**Document excerpt**
Vic Tayback; Actor Best Known as Mel in ‘Alice’ TV Series
Vic Tayback, the actor best known for his role as the gruff diner owner and short-order cook Mel Sharples on the long-running television series “Alice,” died early Friday of a heart attack. He was 60.
Tayback was pronounced dead at 1:56 a.m. at Glendale Adventist Medical Center, where he was taken after his wife called paramedics. She said he had climbed out of bed, taken a few steps and collapsed.
Tayback, a smoker who told his agent Fred Amsel on Thursday that he had again given up the habit, had a history of heart problems. He underwent a triple bypass in 1983.
The Brooklyn-born actor had a 33-year career in film, television and stage, but will be remembered best as Mel, the crusty boss whose cooking was so notoriously bad that the Heinz food company hired Tayback to advertise its foolproof sauces.
Tayback created the role in the 1975 movie, “Alice Doesn’t Live Here Anymore,” and then anchored the cast of zany waitresses starring Linda Lavin for the “Alice” series on CBS. It ran from 1976 to 1985. Tayback won Golden Globe awards in 1979 and 1980 for Mel’s loudmouth, overbearing antics.
Tayback’s film credits included “Bullitt,” “Papillon,” “The Gambler” and “The Choirboys.”
He appeared in a number of television series, including “Mission: Impossible,” “Star Trek,” “The Man from U.N.C.L.E.,” “The Mary Tyler Moore Show,” “All in the Family,” “The Love Boat,” and “Fantasy Island.”

**Task item A**
Revise the Vic Tayback obituary, starting with "Vic Tayback; Actor" and going on through "steps and collapsed.", so that "heart attack" is changed to "cardiac arrest".
**Task item B**
Write what comes next in the Vic Tayback obituary, picking up after its final sentence.
The entries that come after the Vic Tayback obituary have no connection to it.

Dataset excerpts
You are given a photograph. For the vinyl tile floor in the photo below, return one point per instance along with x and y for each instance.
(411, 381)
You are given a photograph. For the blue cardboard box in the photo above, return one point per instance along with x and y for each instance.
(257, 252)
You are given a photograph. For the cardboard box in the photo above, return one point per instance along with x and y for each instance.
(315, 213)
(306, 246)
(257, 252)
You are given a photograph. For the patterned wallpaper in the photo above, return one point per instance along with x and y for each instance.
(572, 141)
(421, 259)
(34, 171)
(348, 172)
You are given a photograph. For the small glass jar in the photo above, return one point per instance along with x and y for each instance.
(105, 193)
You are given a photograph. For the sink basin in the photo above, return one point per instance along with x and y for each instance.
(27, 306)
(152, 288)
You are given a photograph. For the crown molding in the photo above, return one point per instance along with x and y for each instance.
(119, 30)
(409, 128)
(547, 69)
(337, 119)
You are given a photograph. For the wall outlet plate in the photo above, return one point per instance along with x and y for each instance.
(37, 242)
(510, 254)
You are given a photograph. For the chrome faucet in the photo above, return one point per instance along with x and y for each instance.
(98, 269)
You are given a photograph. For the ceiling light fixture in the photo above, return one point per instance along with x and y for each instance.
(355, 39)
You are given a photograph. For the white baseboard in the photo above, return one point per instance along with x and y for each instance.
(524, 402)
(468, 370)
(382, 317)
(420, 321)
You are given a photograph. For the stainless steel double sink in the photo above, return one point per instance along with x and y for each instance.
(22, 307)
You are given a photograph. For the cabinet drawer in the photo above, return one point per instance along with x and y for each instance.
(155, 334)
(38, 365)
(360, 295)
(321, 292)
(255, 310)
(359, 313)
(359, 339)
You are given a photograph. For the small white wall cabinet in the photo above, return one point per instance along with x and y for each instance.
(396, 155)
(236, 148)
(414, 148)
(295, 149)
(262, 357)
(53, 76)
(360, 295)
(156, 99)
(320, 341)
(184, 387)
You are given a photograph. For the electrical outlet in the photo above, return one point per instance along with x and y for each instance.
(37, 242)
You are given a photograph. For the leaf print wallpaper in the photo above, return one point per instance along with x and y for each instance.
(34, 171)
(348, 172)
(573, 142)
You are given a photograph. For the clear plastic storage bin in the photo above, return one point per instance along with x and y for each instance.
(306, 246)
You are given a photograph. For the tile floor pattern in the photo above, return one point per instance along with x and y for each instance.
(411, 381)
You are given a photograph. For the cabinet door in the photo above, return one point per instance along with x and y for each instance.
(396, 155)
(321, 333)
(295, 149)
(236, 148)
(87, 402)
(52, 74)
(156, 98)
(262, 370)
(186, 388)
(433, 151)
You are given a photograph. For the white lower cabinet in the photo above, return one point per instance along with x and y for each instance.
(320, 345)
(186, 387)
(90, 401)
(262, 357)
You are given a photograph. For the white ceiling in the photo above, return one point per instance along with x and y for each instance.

**Exercise response A**
Vic Tayback; Actor Best Known as Mel in ‘Alice’ TV Series
Vic Tayback, the actor best known for his role as the gruff diner owner and short-order cook Mel Sharples on the long-running television series “Alice,” died early Friday of a cardiac arrest. He was 60.
Tayback was pronounced dead at 1:56 a.m. at Glendale Adventist Medical Center, where he was taken after his wife called paramedics. She said he had climbed out of bed, taken a few steps and collapsed.

**Exercise response B**
Born Victor Tabback on Jan. 6, 1930, the son of Syrian immigrants moved to Southern California with his parents when he was a teen-ager. He attended Glendale Community College and the Frederick A. Speare School of Radio and TV Broadcasting, with the thought of becoming a sports announcer.
A forced role in a school version of “Stalag 17” taught him that he enjoyed making audiences laugh and changed his career plans to acting. Until his career took off, he worked as a bank teller and cab driver.
Tayback appeared in more than 25 stage productions, including “12 Angry Men,” “The Diary of Anne Frank” and “Death of a Salesman.”
Earlier this year, he portrayed a Lebanese immigrant in the comedy “An Oasis in Manhattan” at the Venture Theatre in Burbank.
With other performers, Tayback founded the Los Angeles-based theater group Company of Angels.
Wry and down-to-earth off-camera as well as on, Tayback five years ago wrote to then-President Ronald Reagan with a proposal for reducing the national debt.
“It’s in the form of a national lottery,” he explained to a reporter. “You work extra hours per month. . . . The money you earn goes into a pot. Every month there is a lottery-type thing, and 155,000 Americans win money. . . . It’s a four-year plan and I say $60 billion can come into the treasury.”
But, he conceded, he never heard from the Reagan Administration.
Tayback is survived by his wife, Sheila McKay Barnard, whom he married in 1962; his son, Christopher; his mother, Helen Hanood Tabback, and a brother and sister.
Mass will be said Tuesday evening at Incarnation Catholic Church, 1001 N. Brand Blvd., Glendale. Burial will be Wednesday at Forest Lawn Memorial-Park, Glendale.